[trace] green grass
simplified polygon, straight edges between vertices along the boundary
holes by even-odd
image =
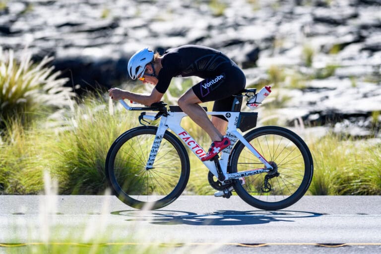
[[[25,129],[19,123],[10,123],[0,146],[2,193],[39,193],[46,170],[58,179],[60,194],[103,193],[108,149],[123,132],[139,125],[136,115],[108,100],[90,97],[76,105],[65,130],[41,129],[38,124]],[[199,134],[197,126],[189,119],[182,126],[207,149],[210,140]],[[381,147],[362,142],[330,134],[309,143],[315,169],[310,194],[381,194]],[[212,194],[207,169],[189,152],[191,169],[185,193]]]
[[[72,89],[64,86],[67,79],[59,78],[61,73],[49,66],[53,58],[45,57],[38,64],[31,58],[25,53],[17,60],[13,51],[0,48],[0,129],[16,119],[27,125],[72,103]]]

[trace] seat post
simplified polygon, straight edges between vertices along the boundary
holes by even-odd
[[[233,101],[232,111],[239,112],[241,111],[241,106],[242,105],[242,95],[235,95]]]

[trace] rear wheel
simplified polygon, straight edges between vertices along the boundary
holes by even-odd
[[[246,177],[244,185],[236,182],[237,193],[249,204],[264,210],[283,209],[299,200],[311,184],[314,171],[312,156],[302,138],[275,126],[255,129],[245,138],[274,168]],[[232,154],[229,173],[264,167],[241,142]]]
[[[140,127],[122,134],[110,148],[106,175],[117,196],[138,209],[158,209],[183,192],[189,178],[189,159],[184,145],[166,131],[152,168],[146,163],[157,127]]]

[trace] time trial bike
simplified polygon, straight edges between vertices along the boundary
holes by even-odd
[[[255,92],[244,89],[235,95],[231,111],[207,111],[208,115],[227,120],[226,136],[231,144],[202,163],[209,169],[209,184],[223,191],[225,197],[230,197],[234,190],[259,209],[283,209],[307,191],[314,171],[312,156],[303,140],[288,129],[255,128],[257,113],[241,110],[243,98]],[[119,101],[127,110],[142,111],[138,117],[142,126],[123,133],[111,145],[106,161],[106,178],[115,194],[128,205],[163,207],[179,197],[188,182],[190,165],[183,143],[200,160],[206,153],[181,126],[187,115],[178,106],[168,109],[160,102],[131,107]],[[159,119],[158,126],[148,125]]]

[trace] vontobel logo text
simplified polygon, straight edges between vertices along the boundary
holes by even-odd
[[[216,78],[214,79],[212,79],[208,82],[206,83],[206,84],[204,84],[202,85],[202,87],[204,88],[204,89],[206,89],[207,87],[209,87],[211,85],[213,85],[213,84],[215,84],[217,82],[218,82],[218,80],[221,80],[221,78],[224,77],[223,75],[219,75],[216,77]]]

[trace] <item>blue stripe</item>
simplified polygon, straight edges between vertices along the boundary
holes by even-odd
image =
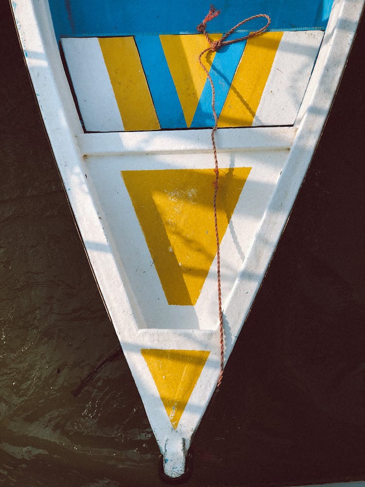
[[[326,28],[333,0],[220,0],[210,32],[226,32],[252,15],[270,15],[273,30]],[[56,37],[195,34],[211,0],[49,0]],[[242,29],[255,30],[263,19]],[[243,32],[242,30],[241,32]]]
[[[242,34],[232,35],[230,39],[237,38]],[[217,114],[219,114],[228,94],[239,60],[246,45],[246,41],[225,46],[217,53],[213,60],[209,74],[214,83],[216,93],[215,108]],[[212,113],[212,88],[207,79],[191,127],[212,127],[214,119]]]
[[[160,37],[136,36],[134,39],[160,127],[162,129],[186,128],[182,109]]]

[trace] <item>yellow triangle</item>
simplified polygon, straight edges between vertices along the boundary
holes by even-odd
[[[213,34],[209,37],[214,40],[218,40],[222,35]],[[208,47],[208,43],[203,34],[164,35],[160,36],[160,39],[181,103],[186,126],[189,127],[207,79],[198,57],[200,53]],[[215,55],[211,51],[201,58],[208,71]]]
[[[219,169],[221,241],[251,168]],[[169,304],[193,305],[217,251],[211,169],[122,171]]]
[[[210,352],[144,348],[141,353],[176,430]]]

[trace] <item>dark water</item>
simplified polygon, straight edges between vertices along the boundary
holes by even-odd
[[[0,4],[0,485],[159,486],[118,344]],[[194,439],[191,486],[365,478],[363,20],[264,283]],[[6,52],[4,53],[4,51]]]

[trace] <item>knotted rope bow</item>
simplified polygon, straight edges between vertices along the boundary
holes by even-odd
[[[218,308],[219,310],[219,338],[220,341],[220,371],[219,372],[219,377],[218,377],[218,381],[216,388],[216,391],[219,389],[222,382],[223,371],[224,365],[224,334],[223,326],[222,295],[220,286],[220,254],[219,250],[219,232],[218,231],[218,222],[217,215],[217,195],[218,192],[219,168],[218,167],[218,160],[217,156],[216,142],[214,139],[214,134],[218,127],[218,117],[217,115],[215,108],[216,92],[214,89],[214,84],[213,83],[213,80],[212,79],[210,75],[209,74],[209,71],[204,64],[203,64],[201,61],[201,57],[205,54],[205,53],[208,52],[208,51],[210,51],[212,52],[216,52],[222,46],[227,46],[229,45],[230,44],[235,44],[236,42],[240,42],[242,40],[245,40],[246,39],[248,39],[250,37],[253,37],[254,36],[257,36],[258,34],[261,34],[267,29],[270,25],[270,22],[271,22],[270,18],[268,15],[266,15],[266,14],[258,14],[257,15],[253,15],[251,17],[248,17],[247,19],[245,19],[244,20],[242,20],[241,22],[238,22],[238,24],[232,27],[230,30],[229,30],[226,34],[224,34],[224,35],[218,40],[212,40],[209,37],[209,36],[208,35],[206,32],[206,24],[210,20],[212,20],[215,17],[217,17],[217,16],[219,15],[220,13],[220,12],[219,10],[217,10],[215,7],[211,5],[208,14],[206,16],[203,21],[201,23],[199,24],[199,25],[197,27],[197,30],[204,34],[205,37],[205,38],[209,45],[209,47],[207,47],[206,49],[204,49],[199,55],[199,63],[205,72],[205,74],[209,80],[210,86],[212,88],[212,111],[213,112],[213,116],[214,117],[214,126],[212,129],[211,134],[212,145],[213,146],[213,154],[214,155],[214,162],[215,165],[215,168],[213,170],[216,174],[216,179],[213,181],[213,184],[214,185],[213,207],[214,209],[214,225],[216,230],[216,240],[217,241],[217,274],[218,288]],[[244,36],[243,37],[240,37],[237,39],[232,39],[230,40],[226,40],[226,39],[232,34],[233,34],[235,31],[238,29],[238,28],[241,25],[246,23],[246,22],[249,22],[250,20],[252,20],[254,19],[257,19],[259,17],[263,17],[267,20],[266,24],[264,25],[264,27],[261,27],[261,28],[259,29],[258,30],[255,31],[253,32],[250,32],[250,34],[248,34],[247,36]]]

■ ■ ■ ■ ■

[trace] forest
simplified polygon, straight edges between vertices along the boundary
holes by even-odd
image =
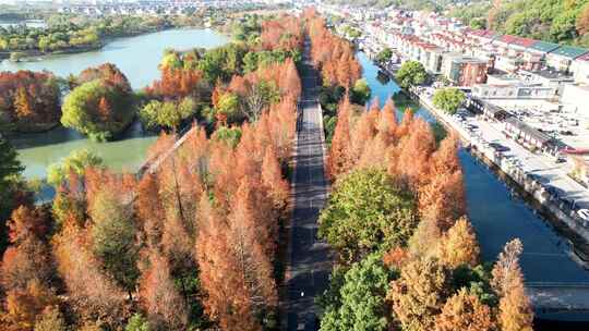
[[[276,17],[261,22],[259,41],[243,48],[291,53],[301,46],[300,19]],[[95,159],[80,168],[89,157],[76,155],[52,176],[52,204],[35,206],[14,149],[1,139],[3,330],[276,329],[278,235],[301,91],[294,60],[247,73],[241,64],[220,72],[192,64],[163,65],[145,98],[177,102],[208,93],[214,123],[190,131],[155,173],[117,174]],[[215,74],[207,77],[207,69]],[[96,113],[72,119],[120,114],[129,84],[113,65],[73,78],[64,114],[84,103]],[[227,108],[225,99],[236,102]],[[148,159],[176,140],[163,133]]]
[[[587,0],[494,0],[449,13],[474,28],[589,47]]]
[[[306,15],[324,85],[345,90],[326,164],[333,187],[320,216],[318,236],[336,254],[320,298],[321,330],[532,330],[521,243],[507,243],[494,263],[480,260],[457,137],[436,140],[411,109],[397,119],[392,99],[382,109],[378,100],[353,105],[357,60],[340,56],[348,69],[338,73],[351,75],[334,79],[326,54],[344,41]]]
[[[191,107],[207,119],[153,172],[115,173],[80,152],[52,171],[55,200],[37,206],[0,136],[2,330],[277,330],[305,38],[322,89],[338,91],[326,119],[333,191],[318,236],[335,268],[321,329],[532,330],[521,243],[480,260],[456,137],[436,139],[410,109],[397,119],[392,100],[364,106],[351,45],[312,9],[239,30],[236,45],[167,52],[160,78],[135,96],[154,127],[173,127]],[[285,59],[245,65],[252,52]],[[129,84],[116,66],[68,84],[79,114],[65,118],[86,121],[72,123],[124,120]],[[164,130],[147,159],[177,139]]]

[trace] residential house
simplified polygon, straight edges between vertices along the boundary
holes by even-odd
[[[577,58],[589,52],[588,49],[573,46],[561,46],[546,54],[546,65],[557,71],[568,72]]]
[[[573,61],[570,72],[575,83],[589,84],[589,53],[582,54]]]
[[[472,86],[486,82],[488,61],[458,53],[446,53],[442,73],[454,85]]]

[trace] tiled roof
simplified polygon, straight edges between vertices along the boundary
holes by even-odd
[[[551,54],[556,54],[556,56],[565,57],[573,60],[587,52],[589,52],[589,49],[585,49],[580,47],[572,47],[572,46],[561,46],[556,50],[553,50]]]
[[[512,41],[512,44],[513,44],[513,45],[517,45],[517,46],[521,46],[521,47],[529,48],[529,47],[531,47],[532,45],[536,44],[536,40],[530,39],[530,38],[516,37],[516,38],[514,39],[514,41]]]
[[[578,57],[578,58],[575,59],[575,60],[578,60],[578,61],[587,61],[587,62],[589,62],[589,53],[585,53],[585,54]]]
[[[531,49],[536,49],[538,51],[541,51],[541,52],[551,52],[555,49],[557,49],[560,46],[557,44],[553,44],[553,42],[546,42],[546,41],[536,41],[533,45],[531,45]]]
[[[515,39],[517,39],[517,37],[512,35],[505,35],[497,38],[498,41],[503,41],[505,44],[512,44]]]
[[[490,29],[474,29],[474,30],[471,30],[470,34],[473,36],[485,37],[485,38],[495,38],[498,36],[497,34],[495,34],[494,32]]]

■ ■ ■ ■ ■

» Written problem
Gather every line of the material above that contains the string "item", treating uppercase and lowercase as different.

» Answer for this exercise
[trace] <item>blue stripe</item>
[trace] <item>yellow triangle</item>
[trace] <item>dark water</item>
[trace] <item>knotted rope bow</item>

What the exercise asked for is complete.